(Excerpts from a dataset)
* * * * * * * * *

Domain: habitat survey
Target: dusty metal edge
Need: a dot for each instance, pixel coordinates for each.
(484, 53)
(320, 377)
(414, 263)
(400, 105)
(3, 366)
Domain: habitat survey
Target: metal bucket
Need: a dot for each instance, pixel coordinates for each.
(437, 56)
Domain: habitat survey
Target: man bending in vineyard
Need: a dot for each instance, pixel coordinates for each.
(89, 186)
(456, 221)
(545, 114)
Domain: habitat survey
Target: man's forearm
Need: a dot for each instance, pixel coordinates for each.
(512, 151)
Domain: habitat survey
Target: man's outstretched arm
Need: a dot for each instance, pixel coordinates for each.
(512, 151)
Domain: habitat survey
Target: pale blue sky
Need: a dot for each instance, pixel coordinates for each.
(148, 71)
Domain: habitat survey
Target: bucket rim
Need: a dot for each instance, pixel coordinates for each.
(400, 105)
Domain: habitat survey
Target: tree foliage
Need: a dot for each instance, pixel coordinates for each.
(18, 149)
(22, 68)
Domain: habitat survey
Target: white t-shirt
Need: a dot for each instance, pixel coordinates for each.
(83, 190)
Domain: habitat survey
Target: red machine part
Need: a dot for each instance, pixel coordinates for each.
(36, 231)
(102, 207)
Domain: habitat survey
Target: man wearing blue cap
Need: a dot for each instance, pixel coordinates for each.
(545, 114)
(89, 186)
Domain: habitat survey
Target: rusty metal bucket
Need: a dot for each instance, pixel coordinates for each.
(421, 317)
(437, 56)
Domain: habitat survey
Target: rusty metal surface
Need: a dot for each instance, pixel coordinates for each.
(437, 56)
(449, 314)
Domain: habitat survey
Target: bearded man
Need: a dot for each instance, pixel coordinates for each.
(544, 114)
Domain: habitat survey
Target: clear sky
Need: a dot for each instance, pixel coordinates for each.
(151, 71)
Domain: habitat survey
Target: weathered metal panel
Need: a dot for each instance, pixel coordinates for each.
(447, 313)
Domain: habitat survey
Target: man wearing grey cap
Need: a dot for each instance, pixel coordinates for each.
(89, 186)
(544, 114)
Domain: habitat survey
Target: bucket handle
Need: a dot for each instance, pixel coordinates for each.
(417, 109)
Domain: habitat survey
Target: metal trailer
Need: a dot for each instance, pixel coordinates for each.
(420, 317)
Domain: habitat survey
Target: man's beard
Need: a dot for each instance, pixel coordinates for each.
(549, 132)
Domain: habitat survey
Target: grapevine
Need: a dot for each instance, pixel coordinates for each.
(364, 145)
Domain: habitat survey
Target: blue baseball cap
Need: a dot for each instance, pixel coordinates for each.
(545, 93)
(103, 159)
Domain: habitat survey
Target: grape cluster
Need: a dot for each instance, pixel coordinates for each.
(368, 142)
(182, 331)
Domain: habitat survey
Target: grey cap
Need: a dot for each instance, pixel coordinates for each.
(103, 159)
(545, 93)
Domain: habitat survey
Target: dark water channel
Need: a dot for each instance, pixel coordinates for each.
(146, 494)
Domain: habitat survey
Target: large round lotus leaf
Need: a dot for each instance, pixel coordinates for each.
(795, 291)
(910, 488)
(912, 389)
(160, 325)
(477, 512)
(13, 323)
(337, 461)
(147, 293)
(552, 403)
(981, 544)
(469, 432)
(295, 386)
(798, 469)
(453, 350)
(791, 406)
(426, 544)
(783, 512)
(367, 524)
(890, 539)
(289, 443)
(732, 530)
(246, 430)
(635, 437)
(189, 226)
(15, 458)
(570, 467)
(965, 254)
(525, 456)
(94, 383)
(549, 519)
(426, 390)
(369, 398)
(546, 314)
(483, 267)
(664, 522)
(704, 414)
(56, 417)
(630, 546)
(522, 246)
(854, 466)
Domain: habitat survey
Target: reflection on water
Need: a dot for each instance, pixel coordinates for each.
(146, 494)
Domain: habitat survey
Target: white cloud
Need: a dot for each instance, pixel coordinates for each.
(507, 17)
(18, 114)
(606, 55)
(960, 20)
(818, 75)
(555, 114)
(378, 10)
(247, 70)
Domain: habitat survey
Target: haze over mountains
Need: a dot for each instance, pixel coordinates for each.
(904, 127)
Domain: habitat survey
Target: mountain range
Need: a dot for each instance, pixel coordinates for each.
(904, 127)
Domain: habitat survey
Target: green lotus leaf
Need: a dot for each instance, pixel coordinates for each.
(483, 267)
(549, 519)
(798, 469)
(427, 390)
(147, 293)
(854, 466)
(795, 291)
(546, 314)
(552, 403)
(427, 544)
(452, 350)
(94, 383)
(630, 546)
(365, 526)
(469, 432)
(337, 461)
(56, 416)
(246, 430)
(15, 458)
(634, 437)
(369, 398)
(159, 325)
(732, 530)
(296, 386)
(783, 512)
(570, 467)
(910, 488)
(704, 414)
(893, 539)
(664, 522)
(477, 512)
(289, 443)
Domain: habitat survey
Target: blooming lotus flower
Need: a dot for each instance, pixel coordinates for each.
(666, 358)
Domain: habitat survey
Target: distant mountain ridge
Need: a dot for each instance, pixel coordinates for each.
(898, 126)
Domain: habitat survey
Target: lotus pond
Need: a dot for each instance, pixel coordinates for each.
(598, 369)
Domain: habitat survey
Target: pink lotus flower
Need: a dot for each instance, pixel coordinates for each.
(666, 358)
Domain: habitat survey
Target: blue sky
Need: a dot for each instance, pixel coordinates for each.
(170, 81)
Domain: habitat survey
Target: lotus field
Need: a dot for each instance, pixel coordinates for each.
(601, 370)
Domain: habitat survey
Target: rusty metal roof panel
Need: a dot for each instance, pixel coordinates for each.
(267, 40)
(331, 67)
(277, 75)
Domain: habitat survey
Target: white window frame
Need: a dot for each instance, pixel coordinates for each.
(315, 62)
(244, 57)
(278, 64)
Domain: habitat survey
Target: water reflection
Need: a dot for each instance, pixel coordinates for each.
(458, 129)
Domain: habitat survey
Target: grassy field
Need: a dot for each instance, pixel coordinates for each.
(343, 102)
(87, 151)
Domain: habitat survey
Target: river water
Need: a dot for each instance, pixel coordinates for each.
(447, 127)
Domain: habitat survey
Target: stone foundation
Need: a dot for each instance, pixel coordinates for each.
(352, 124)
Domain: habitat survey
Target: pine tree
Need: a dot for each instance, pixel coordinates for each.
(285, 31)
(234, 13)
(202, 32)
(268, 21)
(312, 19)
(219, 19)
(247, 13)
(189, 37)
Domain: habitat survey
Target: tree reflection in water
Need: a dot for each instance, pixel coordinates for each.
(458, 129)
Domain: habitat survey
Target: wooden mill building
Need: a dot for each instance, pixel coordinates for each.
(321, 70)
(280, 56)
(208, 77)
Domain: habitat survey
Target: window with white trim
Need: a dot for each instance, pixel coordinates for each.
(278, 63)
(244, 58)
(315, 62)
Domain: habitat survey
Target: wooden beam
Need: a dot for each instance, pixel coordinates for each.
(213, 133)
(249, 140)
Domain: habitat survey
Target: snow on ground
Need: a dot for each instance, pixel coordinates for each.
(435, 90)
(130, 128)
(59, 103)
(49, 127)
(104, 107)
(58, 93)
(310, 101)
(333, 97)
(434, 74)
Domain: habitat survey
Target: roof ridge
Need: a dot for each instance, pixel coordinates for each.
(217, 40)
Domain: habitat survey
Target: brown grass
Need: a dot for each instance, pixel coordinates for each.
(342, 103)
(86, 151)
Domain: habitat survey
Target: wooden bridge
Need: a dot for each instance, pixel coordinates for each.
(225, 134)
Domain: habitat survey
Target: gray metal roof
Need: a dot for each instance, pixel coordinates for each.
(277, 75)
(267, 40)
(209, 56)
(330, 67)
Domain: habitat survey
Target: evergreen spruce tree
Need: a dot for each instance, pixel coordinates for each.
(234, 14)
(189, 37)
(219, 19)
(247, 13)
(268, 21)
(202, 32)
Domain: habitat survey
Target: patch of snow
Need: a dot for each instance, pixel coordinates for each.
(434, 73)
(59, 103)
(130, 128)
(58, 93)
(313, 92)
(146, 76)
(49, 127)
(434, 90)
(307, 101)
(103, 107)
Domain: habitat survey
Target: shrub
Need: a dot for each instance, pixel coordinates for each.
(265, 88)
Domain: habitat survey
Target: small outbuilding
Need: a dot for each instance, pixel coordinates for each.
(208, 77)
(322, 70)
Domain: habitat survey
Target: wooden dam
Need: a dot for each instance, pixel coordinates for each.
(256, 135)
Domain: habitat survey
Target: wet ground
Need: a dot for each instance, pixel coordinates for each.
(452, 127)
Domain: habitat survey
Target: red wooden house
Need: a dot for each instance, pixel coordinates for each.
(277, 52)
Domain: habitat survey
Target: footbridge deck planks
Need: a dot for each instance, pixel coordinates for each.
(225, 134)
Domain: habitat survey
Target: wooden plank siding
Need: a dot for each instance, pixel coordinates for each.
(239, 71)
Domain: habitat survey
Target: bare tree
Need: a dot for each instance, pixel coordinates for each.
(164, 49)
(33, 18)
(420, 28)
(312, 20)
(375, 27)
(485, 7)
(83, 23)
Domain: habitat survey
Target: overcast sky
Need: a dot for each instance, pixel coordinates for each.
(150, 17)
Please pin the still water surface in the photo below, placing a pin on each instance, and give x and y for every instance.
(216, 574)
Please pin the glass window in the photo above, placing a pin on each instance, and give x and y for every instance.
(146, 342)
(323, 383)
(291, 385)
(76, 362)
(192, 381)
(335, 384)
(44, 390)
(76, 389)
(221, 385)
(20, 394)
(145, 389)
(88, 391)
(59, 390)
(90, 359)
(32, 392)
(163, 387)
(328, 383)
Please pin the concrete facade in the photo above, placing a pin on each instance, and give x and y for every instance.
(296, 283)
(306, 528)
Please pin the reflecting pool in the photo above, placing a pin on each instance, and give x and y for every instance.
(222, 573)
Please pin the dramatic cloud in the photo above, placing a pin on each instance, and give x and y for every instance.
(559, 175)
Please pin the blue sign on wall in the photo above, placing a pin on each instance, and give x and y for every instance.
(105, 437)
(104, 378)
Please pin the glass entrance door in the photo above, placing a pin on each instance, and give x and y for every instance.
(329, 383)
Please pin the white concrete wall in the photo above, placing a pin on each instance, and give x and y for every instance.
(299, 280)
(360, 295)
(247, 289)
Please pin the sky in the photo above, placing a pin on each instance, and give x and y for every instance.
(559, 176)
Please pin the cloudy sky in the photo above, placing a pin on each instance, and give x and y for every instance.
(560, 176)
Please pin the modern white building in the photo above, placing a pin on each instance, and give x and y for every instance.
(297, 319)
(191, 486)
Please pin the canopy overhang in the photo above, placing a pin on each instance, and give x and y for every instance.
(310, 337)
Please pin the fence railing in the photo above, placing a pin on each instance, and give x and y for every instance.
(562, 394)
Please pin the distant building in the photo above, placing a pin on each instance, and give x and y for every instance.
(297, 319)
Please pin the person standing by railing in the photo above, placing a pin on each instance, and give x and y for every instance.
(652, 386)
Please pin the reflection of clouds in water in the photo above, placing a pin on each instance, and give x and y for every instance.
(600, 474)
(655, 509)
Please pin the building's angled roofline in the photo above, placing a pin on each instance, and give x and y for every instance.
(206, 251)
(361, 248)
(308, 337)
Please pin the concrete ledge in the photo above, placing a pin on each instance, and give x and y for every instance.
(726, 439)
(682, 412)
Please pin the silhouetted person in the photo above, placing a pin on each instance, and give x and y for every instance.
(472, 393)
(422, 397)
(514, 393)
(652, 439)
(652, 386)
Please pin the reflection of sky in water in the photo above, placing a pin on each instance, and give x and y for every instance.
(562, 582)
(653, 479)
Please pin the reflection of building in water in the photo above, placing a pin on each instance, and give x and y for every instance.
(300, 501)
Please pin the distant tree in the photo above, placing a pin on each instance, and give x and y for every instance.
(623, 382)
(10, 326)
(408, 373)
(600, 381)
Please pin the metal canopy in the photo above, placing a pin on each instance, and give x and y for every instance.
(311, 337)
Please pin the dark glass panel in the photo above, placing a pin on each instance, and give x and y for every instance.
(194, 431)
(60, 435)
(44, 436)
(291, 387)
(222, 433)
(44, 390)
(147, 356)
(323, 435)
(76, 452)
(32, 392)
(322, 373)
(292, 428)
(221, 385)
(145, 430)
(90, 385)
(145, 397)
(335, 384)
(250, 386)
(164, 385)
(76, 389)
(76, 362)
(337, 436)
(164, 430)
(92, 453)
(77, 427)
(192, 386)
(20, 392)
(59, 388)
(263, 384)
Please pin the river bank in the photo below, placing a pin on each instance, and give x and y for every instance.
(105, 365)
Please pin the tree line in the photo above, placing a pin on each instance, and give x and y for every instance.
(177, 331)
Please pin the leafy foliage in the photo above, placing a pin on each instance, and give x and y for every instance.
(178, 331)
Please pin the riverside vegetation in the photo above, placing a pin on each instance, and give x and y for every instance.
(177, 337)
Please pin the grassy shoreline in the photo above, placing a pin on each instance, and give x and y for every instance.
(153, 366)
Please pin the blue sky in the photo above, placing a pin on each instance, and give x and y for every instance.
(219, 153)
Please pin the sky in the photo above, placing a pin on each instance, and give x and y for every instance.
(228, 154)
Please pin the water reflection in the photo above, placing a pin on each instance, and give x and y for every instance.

* * * * * * * * *

## Task
Wherever a line in the data above holds the word "field", copy that line.

## Expected answer
Target: lotus field
Target: grassy field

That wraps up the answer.